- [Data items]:
####################

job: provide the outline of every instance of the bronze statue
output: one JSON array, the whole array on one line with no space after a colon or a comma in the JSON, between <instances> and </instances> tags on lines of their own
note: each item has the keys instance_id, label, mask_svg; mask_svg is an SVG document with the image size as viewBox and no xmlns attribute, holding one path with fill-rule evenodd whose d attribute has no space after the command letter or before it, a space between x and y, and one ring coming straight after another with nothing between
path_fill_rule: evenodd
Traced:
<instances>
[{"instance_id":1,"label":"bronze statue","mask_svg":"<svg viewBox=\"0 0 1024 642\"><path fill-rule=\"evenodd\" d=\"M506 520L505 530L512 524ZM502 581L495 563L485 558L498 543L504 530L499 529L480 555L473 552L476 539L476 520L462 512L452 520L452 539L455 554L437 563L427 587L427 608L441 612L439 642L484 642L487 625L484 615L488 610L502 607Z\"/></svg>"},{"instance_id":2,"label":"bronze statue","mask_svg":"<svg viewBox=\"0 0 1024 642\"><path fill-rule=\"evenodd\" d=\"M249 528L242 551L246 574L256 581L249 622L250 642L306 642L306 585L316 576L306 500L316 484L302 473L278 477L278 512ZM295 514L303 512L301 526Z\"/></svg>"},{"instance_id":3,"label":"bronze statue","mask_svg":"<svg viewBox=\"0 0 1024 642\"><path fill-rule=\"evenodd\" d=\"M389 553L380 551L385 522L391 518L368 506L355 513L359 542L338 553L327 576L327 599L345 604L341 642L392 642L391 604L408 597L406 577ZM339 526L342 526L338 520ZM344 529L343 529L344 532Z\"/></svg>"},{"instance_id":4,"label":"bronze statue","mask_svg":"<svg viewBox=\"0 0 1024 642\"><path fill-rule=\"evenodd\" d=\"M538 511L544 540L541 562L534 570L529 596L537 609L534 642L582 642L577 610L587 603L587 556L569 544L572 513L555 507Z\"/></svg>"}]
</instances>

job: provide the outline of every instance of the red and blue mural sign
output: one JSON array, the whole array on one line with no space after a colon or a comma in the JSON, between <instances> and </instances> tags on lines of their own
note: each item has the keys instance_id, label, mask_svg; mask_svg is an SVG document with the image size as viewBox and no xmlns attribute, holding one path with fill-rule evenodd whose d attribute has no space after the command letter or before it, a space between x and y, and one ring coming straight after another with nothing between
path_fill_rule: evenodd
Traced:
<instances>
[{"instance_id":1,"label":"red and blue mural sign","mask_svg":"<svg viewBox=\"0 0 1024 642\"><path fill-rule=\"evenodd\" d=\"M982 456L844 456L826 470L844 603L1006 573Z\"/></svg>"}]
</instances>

####################

- [DIRECTIONS FOR THIS TASK]: Copy out, line for line and unchanged, the part of the records above that begins with the line containing "job: provide the outline of every instance of the red" and runs through the end of the records, including both ends.

- [PROBLEM SOLUTION]:
job: provide the outline of every instance of the red and blue mural sign
output: one JSON array, the whole array on one line with no space after a colon or a comma in the JSON, between <instances> and </instances> tags on lines of their own
note: each item has the keys instance_id, label, mask_svg; mask_svg is an SVG document with the image size as viewBox and no xmlns attribute, holding one path with fill-rule evenodd whose d attribute has no space after the command letter or before it, a space between x and y, and one ring coming straight after another with nothing between
path_fill_rule: evenodd
Traced:
<instances>
[{"instance_id":1,"label":"red and blue mural sign","mask_svg":"<svg viewBox=\"0 0 1024 642\"><path fill-rule=\"evenodd\" d=\"M982 456L844 456L826 470L844 603L1006 573Z\"/></svg>"}]
</instances>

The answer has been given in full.